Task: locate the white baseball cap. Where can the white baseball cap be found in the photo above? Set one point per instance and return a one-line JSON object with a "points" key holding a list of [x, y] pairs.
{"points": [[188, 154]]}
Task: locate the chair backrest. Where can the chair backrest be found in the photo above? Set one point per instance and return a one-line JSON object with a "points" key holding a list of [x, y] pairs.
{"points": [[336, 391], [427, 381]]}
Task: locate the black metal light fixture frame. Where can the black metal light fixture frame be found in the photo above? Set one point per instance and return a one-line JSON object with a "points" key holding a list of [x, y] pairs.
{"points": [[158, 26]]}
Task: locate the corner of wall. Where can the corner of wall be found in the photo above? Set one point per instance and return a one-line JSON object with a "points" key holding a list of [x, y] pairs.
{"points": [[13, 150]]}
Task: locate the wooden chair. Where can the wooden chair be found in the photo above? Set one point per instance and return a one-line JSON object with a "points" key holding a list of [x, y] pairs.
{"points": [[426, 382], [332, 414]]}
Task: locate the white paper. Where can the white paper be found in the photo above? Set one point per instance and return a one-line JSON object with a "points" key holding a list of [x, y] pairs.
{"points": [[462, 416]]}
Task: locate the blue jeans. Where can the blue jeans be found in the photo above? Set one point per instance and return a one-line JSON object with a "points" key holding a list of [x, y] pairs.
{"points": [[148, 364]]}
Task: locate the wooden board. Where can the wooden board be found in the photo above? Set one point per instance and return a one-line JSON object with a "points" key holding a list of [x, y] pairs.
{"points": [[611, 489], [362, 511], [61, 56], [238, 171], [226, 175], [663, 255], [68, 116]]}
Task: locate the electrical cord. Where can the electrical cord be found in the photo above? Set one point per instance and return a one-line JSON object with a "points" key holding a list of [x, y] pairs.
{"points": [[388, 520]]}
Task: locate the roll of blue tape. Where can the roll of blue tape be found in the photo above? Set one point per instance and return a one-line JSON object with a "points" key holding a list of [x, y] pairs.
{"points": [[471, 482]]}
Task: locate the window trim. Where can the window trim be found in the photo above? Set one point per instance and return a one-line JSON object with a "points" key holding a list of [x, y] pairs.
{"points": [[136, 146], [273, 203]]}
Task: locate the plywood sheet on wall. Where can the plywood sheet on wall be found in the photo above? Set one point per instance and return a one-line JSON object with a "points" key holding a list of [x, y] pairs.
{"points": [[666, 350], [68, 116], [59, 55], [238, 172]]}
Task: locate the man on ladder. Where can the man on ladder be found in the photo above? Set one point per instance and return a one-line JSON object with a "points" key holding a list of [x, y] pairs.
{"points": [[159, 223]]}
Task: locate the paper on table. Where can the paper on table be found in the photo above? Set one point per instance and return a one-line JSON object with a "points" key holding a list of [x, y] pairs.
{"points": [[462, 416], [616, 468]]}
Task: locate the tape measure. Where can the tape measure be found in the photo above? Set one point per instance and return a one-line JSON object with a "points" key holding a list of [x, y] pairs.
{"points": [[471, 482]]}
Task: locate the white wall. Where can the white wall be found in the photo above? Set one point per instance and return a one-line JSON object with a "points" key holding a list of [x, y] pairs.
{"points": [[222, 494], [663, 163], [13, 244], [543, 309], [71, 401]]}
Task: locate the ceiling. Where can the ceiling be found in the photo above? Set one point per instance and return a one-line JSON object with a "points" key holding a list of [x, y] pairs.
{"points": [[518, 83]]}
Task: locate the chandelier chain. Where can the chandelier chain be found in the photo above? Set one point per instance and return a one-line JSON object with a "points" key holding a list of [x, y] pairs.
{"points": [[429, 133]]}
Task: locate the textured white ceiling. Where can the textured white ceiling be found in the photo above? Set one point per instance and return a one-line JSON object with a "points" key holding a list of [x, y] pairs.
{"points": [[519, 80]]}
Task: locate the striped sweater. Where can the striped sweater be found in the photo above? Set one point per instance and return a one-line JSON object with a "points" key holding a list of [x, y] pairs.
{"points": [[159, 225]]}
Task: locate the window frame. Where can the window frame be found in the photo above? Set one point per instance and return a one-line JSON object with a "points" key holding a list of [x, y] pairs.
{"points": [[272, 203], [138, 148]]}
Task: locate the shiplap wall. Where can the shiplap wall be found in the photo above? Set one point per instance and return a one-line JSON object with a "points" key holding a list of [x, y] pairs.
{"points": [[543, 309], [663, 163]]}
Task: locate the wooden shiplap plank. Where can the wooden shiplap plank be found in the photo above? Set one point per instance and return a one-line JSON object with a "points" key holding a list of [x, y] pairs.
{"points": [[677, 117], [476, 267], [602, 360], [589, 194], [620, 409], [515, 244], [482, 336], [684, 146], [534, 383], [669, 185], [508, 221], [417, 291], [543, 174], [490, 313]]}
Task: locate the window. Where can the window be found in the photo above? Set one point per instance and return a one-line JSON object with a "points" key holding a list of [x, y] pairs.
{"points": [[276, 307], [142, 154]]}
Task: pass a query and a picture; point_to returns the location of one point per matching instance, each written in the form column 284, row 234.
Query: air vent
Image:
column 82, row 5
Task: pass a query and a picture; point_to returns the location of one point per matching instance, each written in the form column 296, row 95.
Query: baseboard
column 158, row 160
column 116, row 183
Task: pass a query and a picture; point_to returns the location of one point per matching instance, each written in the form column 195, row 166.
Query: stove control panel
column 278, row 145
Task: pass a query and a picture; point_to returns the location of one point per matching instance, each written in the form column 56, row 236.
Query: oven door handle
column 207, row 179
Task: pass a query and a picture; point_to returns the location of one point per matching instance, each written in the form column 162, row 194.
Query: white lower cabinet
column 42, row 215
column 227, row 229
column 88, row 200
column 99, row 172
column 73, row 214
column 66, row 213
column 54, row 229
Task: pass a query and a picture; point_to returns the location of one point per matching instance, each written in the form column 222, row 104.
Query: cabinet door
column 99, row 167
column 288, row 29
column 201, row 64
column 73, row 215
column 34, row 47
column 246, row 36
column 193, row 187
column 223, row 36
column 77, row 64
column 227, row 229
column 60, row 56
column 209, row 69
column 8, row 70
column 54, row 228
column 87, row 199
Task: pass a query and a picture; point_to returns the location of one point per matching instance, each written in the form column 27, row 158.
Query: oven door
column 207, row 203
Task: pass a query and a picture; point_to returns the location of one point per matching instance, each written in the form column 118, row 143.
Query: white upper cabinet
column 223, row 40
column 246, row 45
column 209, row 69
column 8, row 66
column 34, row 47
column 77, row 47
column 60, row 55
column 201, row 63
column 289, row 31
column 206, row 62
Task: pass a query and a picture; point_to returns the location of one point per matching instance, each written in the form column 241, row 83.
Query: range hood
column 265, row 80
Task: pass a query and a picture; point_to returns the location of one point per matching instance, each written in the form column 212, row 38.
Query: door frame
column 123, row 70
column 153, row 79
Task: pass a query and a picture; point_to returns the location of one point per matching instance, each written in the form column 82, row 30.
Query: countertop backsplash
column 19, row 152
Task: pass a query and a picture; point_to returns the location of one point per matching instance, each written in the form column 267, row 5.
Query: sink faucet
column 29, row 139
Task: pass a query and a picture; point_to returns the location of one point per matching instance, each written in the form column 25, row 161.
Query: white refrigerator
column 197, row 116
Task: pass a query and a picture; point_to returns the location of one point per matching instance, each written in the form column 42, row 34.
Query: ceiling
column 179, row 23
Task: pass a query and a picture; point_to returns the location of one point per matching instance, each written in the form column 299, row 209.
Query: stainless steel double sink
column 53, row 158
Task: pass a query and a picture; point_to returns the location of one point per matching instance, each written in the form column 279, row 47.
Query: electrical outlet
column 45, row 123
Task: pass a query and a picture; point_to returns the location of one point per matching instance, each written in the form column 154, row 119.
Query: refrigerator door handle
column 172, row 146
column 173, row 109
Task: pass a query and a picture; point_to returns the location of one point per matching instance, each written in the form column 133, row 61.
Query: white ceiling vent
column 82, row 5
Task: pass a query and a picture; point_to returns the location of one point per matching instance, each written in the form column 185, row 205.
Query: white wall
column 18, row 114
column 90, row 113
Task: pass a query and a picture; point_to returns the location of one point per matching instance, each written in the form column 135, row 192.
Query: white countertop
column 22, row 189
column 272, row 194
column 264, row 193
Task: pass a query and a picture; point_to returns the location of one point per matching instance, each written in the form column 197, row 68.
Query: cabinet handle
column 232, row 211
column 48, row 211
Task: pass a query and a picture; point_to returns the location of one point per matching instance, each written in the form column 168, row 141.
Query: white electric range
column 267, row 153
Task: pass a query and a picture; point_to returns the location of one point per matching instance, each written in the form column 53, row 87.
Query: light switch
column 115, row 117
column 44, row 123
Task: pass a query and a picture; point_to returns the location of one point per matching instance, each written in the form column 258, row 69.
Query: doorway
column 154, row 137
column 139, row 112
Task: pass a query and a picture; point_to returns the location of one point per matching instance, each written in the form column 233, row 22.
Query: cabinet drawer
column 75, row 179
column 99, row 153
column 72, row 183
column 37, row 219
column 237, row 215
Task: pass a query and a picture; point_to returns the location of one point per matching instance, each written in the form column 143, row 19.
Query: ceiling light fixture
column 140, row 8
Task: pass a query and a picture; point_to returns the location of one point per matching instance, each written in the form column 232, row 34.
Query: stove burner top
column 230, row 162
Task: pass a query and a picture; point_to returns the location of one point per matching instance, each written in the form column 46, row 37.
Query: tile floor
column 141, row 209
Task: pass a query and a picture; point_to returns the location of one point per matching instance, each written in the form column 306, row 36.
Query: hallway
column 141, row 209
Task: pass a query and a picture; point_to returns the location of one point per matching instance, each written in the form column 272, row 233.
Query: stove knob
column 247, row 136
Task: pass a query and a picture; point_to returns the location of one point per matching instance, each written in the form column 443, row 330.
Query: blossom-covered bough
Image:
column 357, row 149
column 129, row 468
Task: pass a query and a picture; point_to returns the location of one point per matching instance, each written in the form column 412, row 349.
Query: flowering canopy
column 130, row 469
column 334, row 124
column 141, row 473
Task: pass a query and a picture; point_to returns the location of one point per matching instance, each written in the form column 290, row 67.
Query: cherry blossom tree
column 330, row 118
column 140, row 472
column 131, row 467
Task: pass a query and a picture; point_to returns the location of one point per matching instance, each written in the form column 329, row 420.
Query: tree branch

++++++

EXERCISE DESCRIPTION:
Set each line down exactly, starting with the one that contains "Query: cherry blossom tree" and ending with the last line of the listing; add nothing else.

EXERCISE OUTPUT:
Query: cherry blossom tree
column 330, row 118
column 140, row 472
column 131, row 467
Task: pass a query and a picture; point_to returns the location of one point per matching instance, each written in the form column 329, row 420.
Query: tree branch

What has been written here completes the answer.